Entries from a pointing dataset

- - - - -

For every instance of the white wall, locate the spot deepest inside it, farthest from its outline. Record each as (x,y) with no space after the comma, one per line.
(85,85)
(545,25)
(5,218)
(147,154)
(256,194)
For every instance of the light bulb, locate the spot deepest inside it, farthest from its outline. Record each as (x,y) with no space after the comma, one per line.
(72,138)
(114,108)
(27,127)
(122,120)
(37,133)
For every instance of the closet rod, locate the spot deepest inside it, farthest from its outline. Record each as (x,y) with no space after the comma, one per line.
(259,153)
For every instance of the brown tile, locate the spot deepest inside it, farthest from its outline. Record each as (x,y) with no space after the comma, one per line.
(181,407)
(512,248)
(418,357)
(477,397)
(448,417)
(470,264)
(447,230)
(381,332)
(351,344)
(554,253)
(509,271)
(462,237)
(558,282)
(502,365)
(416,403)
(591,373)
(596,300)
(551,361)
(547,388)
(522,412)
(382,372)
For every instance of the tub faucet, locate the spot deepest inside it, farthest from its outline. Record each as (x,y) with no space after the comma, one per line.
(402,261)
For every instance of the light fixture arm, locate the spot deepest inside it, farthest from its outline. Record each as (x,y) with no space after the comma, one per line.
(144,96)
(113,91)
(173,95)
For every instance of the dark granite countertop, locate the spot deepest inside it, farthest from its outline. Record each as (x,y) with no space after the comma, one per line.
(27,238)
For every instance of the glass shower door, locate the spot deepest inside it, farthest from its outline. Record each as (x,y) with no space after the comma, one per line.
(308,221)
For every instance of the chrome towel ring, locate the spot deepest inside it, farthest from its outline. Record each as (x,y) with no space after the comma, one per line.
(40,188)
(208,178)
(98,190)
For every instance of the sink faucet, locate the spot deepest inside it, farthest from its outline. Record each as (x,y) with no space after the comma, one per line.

- - - - -

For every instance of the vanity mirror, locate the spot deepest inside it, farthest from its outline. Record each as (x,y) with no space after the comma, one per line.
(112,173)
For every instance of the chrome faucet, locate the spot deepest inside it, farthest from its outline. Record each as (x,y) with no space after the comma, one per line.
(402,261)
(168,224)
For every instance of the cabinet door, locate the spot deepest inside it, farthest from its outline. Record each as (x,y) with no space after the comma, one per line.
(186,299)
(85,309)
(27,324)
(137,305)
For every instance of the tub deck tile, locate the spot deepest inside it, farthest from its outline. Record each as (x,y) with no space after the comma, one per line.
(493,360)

- - - - -

Render the lines from the one containing "For every instance of the dark" to the one containing "For every instance of the sink", both included, as a JSON list of strings with one string per line and any blank lines omitted.

[
  "For every instance of the dark granite countertop, locate the spot deepest inside it, farthest from its outline. Record each as (x,y) with no space after the comma, one per line.",
  "(27,238)",
  "For every instance of the glass shower door, locate the spot deepest inside it, farthest from its outline. Record each as (x,y) with no space after the comma, one per line.",
  "(308,221)",
  "For every instance of the chrome towel ring, locate the spot deepest inside it, farthest from its outline. Record each as (x,y) with no space after the comma, one per line.",
  "(40,188)",
  "(208,178)",
  "(98,190)",
  "For every instance of the sink faucet, locate the spot deepest inside it, farthest from its outline. Record each as (x,y) with no space after the comma, one per line."
]